Set tasks:
[1] Return the passage on Diamondbacks arbitration below, copied word for word from "It’s that time" up to and including "discretion for compromise.".
[2] Answer these questions using the Diamondbacks arbitration passage below:
(a) Between which dates will any arbitration hearings take place?
(b) Which two players ended up with extensions last year before figures were exchanged?
(c) Which two D-backs arbitration players are left?

═══ Excerpt provided ═══

It’s that time of year: teams and players exchanged arbitration figures last week, and any hearings that take place will happen between the 1st and 21st of next month. The D-backs have just two arb-eligible players left, and three possible outcomes with each player: end up at the player’s figure, the team’s figure, or settle somewhere in the middle. No one is under an obligation to go to hearing unless the opposing party insists. And as a “baseball” arbitration (that’s a term of art even outside the baseball world), the procedure requires the arbitrator to pick between the two options without any discretion for compromise.
This is the new front-office-by-committee’s first tour through arbitration, so there isn’t a whole lot to glean from the Towers administration, which was all over the map in its approach. Last year, Brad Ziegler and Josh Collmenter ended up with extensions before figures were exchanged; Matt Reynolds and Daniel Hudson worked out unconventional deals around the non-tender deadline; and Joe Thatcher signed just before figures were exchanged. Both Gerardo Parra and Mark Trumbo settled on the eves of their respective trials for just over the midpoint between player and team figures. The Parra case was also particularly curious because the team filed above the MLBTR projection, a stark recognition that defense was likely to be valued higher in arbitration than it was in the past. The Trumbo one was almost as strange, what with team and player having the “largest relative split” between figures.
With David Hernandez, Cliff Pennington and Jeremy Hellickson all locked up on one-year deals, the only D-backs arb players left standing are Addison Reed and, once again, Mark Trumbo. And while I do think it makes sense for the team to reach an agreement with Trumbo, we can’t and shouldn’t say the same thing about Reed.
First, though, some general points about arbitration. One of the biggest ingredients in the arb salary recipe is the salaries of other players; the CBA actually requires arbitrators to “give particular attention” to the salaries of players at, under, or one level above the player in question in terms of the year-to-year arbitration ladder. The main ingredient, of course, is on-field production; the player’s previous salary also comes into play, although that really only matters if it’s not a player’s first go-round in arbitration.

═══ Record list ═══

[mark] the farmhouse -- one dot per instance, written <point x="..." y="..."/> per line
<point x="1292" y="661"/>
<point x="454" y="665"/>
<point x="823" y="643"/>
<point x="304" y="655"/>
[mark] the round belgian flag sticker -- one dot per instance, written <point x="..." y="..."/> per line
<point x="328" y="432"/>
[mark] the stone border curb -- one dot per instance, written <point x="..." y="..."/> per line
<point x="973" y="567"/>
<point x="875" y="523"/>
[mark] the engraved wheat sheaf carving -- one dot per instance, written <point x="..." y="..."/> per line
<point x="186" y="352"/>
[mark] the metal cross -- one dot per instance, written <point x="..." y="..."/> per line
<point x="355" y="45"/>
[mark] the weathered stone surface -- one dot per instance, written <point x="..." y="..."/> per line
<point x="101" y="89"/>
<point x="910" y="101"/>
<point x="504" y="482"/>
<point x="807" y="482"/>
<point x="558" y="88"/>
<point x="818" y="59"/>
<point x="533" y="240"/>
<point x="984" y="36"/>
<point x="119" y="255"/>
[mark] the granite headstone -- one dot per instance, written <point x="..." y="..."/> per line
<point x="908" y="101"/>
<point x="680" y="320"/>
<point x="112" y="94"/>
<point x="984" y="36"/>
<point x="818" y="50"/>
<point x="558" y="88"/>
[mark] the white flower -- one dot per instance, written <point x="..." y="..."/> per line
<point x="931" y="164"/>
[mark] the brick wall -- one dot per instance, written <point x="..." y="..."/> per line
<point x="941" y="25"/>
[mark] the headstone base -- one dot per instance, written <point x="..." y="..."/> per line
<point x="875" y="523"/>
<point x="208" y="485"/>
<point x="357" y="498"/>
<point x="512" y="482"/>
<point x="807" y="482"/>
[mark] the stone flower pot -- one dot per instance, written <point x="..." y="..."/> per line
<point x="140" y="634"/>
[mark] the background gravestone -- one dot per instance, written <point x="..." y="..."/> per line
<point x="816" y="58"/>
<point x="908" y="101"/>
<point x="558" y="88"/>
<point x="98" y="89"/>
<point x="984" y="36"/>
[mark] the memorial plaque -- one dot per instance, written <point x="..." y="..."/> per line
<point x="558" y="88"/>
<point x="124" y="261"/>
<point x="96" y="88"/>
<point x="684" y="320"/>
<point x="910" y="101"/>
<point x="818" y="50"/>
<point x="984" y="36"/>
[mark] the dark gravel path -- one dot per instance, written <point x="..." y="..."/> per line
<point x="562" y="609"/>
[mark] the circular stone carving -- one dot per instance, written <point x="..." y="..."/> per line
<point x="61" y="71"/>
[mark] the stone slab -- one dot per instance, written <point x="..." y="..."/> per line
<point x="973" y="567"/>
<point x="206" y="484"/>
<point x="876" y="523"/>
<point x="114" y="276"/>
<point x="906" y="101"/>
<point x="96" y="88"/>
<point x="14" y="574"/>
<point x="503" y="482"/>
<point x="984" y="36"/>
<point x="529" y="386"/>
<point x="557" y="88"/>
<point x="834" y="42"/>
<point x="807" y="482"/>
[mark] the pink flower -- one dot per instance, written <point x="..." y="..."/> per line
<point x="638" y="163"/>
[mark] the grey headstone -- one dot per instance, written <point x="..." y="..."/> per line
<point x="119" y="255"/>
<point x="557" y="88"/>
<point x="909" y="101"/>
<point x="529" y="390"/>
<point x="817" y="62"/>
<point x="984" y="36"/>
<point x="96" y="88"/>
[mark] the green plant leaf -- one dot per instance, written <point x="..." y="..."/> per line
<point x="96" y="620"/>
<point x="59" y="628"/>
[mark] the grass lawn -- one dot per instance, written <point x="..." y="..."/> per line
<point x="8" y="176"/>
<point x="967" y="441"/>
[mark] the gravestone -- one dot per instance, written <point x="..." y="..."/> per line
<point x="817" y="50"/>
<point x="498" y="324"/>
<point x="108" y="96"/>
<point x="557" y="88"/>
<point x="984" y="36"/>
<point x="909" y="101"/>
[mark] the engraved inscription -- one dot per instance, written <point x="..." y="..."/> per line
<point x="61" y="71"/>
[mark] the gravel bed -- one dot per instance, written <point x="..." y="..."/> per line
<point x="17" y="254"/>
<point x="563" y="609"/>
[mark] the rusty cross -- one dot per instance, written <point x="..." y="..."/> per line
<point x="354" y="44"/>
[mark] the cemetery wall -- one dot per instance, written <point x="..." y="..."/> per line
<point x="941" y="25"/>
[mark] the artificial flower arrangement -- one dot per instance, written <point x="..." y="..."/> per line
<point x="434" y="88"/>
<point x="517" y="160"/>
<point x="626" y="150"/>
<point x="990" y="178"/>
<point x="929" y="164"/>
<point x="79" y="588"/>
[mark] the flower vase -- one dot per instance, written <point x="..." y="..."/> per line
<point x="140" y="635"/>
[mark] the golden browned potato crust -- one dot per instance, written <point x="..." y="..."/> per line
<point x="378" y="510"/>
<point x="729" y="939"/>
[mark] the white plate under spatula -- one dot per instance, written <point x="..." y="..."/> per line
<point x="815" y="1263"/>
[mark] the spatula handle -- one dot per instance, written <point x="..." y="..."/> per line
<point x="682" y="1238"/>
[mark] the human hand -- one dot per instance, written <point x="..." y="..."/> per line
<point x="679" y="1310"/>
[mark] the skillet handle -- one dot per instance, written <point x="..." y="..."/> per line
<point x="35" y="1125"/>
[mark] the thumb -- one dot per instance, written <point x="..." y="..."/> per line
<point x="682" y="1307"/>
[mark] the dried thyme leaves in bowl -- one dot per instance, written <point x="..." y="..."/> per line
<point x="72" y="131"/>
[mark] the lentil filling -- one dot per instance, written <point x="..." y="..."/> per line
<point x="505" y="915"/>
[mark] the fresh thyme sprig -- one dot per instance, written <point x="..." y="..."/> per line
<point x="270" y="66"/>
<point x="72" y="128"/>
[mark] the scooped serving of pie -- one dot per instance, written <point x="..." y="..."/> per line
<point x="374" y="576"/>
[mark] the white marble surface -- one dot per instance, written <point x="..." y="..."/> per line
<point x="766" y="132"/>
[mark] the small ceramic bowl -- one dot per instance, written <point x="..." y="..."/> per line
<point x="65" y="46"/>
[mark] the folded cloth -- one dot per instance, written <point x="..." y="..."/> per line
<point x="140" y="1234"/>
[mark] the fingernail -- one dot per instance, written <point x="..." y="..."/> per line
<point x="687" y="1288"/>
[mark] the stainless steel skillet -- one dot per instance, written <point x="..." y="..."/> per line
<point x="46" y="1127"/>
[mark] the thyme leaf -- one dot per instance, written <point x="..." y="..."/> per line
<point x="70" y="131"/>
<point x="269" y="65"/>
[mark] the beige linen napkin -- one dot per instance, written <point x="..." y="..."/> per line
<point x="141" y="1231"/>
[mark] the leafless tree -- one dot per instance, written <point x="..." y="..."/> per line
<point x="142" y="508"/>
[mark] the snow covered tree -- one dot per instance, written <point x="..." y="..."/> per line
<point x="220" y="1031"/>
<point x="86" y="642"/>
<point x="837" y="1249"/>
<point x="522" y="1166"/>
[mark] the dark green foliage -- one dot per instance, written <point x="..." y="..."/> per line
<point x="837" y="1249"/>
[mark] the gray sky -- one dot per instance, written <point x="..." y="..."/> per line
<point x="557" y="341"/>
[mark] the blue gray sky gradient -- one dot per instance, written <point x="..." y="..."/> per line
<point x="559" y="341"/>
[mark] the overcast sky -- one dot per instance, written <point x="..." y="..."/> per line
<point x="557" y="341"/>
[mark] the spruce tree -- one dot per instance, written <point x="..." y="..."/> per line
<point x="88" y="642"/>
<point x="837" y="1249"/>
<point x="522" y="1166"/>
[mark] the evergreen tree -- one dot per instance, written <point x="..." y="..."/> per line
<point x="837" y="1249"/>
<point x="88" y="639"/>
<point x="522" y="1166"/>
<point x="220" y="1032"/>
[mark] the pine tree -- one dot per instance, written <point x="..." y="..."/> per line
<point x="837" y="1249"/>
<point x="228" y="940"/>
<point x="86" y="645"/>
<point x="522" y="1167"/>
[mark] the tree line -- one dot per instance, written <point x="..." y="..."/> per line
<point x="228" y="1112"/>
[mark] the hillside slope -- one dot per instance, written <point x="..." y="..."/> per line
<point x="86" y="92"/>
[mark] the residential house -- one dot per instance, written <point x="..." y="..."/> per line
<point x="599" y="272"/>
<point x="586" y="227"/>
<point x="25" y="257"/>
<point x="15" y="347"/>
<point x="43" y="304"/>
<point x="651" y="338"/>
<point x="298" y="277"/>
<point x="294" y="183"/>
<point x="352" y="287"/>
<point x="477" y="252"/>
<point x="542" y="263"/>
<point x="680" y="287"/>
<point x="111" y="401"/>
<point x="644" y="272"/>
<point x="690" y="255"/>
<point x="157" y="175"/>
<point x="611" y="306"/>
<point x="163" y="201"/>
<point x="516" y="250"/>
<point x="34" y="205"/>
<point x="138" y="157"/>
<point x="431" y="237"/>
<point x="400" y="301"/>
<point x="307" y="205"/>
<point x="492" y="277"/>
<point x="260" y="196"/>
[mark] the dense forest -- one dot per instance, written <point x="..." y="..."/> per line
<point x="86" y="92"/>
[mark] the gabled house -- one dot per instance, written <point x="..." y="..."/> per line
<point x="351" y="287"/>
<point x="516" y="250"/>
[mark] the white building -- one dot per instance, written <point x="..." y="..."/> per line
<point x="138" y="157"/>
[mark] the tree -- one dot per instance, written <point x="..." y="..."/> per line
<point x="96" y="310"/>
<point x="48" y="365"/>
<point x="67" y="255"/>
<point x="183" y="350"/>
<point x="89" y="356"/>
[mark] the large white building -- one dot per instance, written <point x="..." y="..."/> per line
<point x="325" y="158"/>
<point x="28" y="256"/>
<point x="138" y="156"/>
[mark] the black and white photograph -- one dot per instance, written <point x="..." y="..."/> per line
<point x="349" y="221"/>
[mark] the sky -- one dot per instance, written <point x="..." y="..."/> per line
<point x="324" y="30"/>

═══

Solutions to each task:
[1]
It’s that time of year: teams and players exchanged arbitration figures last week, and any hearings that take place will happen between the 1st and 21st of next month. The D-backs have just two arb-eligible players left, and three possible outcomes with each player: end up at the player’s figure, the team’s figure, or settle somewhere in the middle. No one is under an obligation to go to hearing unless the opposing party insists. And as a “baseball” arbitration (that’s a term of art even outside the baseball world), the procedure requires the arbitrator to pick between the two options without any discretion for compromise.

[2]
(a) Between the 1st and 21st of next month.
(b) Brad Ziegler and Josh Collmenter.
(c) Addison Reed and Mark Trumbo.